The necessary and sufficient conditions for the solution of the equation $\frac{dy}{dx} = f(y)$ is locally unique. $$\frac{\mathrm{d}y}{\mathrm{d}x} = f(y)$$
where $f(y)$ is continuous on $|y-a|\leq \epsilon$,and $f(y)=0$ iff $y=a$.
To Proof : For the initial value point on $y=a$,the equation has local unique solution iff $\left|\int_a^{a+\epsilon}\frac{\mathrm{d}y}{f(y)}\right|= \infty$ 
How to proof Initial value $\Rightarrow$ $\left|\int_a^{a+\epsilon}\frac{\mathrm{d}y}{f(y)}\right|= \infty$ ?
 A: It's not true.  Consider e.g. $$\dfrac{dy}{dx} = - y^{1/3}, y(0) = 0$$
Even though $\int_0^{\epsilon} - y^{-1/3}\ dy$ is finite, it's obvious that the only solution is $y = 0$.

DATA FOR ANALYSIS:
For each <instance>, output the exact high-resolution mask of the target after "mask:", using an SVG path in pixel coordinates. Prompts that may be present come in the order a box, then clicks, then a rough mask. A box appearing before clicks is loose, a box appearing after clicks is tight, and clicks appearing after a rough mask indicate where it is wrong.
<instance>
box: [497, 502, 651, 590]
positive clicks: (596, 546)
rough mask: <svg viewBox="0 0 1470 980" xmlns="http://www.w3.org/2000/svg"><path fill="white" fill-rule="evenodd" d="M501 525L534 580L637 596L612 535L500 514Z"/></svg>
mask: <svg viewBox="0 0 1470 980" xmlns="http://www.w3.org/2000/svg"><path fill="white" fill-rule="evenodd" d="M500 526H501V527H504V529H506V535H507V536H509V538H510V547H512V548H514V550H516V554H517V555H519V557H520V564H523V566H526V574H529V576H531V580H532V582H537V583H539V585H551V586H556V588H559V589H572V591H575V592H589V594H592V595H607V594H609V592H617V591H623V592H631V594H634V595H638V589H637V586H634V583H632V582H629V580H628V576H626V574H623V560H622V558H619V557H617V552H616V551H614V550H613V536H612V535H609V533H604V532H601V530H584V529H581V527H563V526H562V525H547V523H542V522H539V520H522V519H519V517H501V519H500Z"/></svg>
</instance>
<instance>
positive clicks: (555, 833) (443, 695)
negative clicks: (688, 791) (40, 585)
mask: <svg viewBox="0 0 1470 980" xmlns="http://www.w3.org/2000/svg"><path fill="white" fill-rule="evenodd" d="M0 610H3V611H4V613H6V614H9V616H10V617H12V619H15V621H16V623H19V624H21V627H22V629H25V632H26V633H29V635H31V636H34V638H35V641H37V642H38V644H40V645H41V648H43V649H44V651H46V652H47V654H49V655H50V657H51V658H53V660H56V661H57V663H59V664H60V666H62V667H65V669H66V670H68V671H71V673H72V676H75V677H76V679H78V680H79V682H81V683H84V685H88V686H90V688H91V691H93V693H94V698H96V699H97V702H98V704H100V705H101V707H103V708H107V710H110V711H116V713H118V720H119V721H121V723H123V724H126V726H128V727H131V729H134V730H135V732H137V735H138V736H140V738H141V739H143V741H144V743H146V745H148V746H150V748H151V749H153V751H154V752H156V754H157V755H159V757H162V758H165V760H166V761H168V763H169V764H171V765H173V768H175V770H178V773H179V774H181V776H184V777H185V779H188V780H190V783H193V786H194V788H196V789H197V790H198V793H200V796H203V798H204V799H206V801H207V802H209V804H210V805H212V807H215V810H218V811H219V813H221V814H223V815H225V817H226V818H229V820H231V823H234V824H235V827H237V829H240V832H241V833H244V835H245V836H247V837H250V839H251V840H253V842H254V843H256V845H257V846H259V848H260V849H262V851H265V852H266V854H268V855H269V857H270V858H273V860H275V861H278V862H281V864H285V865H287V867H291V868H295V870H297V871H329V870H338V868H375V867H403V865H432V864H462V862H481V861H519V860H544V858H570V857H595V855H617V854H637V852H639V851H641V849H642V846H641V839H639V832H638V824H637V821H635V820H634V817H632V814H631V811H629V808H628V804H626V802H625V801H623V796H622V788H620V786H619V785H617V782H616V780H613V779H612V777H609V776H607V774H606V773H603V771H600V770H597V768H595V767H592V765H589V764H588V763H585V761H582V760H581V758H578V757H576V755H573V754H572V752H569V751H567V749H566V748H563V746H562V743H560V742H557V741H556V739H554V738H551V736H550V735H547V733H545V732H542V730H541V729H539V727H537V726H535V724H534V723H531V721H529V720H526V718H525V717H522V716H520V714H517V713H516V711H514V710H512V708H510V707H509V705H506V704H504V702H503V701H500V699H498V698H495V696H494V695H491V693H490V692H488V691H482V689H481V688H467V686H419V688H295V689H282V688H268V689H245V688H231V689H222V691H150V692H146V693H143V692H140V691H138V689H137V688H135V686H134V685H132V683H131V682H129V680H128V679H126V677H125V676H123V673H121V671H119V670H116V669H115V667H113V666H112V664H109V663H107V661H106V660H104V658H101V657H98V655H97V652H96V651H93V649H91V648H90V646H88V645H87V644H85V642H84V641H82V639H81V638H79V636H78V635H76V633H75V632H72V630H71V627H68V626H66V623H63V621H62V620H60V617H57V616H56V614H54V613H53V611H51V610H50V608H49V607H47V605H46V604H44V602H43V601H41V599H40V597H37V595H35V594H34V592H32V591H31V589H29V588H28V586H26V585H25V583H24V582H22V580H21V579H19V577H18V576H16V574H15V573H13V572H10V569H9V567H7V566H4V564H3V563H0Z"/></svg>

EXERCISE INSTRUCTIONS:
1. According to the reply in the ODE uniqueness thread, what is the only solution of its counterexample?
2. From the ODE uniqueness thread, write out the part that opens with the words containing "The necessary and" and closes with "solution is $y = 0$.".
The entries come from a separate source, unrelated to the ODE uniqueness thread.

ANSWERS TO THE PROBLEMS:
1. The only solution is y = 0.

2.
The necessary and sufficient conditions for the solution of the equation $\frac{dy}{dx} = f(y)$ is locally unique. $$\frac{\mathrm{d}y}{\mathrm{d}x} = f(y)$$
where $f(y)$ is continuous on $|y-a|\leq \epsilon$,and $f(y)=0$ iff $y=a$.
To Proof : For the initial value point on $y=a$,the equation has local unique solution iff $\left|\int_a^{a+\epsilon}\frac{\mathrm{d}y}{f(y)}\right|= \infty$ 
How to proof Initial value $\Rightarrow$ $\left|\int_a^{a+\epsilon}\frac{\mathrm{d}y}{f(y)}\right|= \infty$ ?
 A: It's not true.  Consider e.g. $$\dfrac{dy}{dx} = - y^{1/3}, y(0) = 0$$
Even though $\int_0^{\epsilon} - y^{-1/3}\ dy$ is finite, it's obvious that the only solution is $y = 0$.